- EXTRACT PROVIDED -
+--

In the section of the book where Welch started getting things published, he wrote many letters about the fine work printer Dave Haselwood did on Wobbly Rock and on pieces by other poets, notably Memoirs From an Inter-Glacial Age, by Philip. I love a beautifully printed book, and I know Philip does too, almost as much as he dislikes an inferior, badly designed, or sloppily executed one. I asked if perhaps he had a copy of the first edition Wobbly Rock and he said he did, nodding his head, anticipating my next request. I therefore went on and asked if sometime I might see this and other specimens of Dave Haselwood’s work.
Before Philip could answer Dan Welch walked in the front door of Zen Center and came over to say hi. Philip and I teased him a bit about Welch’s several letters mentioning Dan—or more accurately, letters in which Dan figures as a kind of hero.
“Aw, it was just one incident…” said Dan, in own defense, but the fact is that Welch had written at least three ecstatic letters about Dan and his older sister. Dan eventually owned up to the fact that well, maybe there was another reference somewhere to some event or another…. Even though Dan was clearly embarrassed by our teasing, he was also not without a pride on the subject.
“I’ll run go get the books,” said Philip, launching himself. “Where are you going to be?”
“Hiding in the Third Office.”
Soon Philip was back with his copies of Wobbly Rock and On Out both old, both lovingly inscribed to him, and both beautifully printed with letter press. I admired them and returned them to Philip, and I remarked that Welch had distinctive, rhythmic handwriting.
“Oh yeah, Lewie made that up himself.”
I went back to work amid the continuous opening & closing of doors, ringing of phones, calling back and forth of all sorts of people. Philip usually watches this with amused detachment, clucking and shaking his head at the amount of complication an outfit like Zen Center, dedicated to silent meditation can manufacture. Today though, he just disappeared. When I got back to my room later, a copy of Welch’s Hermit Poems—an exquisite little book entirely reproduced from Welch’s own handwriting—was sitting in the middle of my desk.
Later that afternoon I formed a plan to get P. to help me on a book design. I was going to have to work in North Beach & wanted him to come along. I fell into step with him as he walked slowly down the Zen Center front hall.
“So what are you doing tomorrow?”
“Lec-tur-ring.” he said as he stopped short and turned to face me.
“Oh yeah? Yeah, great,” I started walking again. “And after that what?”
“Oh, I dunno—nothing I guess.”
“Well I was wondering, if, um….”
“Try to breathe dear boy. Stand up straight.”
“Oh, yeah, anyway. I was wondering if maybe you wanted to have the China lunch, and then maybe walk on up to Peter Bailey’s place and look at those type samples I was telling you about.”
“Yeah, O.K. That sounds O.K.”
“Great. I’ll call Peter.”
“Al-right.”
I went away to call Peter, still thinking about Lew Welch actually, and Philip lecturing, and specifically about the time Philip lectured on Lew Welch. It was a couple or three years ago.

+--

- PROBLEM 1 -
Please print the stretch of the Zen Center memoir from "Before Philip could" through "kind of hero.", copied word for word.
- PROBLEM 2 -
Pick up the Zen Center memoir after its final sentence and carry the narration forward for a few more paragraphs.

+--

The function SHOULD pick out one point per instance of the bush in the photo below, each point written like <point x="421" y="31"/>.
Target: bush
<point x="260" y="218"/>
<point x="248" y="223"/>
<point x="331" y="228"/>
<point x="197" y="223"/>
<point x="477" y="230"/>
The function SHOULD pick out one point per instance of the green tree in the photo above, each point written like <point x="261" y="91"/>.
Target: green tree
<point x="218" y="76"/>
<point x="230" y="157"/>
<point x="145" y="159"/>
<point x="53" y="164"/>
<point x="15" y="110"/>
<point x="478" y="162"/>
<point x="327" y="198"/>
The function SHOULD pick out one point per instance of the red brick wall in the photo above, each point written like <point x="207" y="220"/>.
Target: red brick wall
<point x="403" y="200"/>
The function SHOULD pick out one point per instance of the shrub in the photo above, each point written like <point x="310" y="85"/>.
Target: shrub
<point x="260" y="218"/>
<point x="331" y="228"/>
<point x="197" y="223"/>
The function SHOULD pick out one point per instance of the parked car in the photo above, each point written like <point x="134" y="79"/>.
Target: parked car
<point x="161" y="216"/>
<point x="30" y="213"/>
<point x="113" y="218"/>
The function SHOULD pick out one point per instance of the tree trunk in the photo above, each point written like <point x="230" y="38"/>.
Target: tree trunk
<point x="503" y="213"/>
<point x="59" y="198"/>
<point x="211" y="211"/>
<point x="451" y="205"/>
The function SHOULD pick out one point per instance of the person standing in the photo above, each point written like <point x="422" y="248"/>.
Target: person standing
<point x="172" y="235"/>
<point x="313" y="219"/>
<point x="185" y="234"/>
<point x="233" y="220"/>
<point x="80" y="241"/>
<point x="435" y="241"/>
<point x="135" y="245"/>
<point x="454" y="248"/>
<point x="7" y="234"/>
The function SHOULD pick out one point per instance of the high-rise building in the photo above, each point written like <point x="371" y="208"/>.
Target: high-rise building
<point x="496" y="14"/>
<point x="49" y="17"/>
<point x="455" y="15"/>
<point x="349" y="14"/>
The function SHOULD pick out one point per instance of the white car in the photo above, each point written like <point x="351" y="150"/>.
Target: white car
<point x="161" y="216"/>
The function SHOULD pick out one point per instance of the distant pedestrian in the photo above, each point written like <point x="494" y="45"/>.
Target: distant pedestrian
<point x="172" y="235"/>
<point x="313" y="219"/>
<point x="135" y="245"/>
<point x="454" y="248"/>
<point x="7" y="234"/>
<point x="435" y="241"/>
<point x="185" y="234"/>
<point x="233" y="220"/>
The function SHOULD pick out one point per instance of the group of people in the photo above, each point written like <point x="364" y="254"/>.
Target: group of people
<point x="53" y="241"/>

+--

- EXPECTED OUTPUT 1 -
Before Philip could answer Dan Welch walked in the front door of Zen Center and came over to say hi. Philip and I teased him a bit about Welch’s several letters mentioning Dan—or more accurately, letters in which Dan figures as a kind of hero.

- EXPECTED OUTPUT 2 -
Philip came in, did the bows, seated himself, and began to talk about the Four Unlimited States of Mind, a theme, incidentally, he has taken up again. In this first lecture though, he ran through them all rather rapidly, giving standard definitions, and pointing out that really what counted was if you could put them into practice or not. Everyday. This much of the lecture took about fifteen minutes. Lectures usually run forty minutes to an hour.
Suddenly he said “Now I’m going to tell you what I really want to talk about: Lewie. Lewis Barrett Welch. He was my friend.…”
Philip then gave a close account of Lew’s background, and of their friendship. He discussed Lew’s disappearance in 1971,
“I told him, ‘Lewie, it’s a mistake. You shouldn’t have done that.’” He speculated that perhaps Lew was off in Florida somewhere selling insurance or something and would turn up, but that more probably he was dead. He told a few Lew Welch stories and then very carefully read Welch’s Song of the Turkey Buzzard. Philip read this more beautifully than I’d ever heard him read. The times I had heard him read before, he’d just thrown away lots of it, rushing through his poems in machine-gun style. But this time—in fact every time since this time—he’s read the material very clearly as it’s written, whether it was his own work, or someone else’s. (I especially recall him visibly shaken, reading aloud the last pages of Virginia Woolf’s To The Lighthouse.)
The Song of the Turkey Buzzard can be seen as Welch’s suicide note, and Philip read it with incredible feeling. We were all riveted to our zafus, and many, like me, were in tears. When he finished, Philips said, “I thought I could read this here, in this Buddha Hall, because it is one man’s truth, his Dharma, and so I felt justified in presenting it to you.”
—29 April 81—
I came in from a particularly exhausting produce-shopping trip, and found breakfast at the Zen Center to be (by now) cold cornmeal cereal, yogurt, some nasty-looking peanuts and raisins. I’d been thinking about a Spanish omelette, hash browns, toast & coffee. I’d eat, sit and write in this journal, away from Zen Center and telephones. As I was standing in the front hall, dreaming of this plan, Philip came shuffling by.
“What are you going to do now?” he asked.
“I don’t know. I was thinking about breakfast, I’m hungry.”
“Well, where are you going to eat it?”
“Nick’s maybe. How are you feeling this morning?”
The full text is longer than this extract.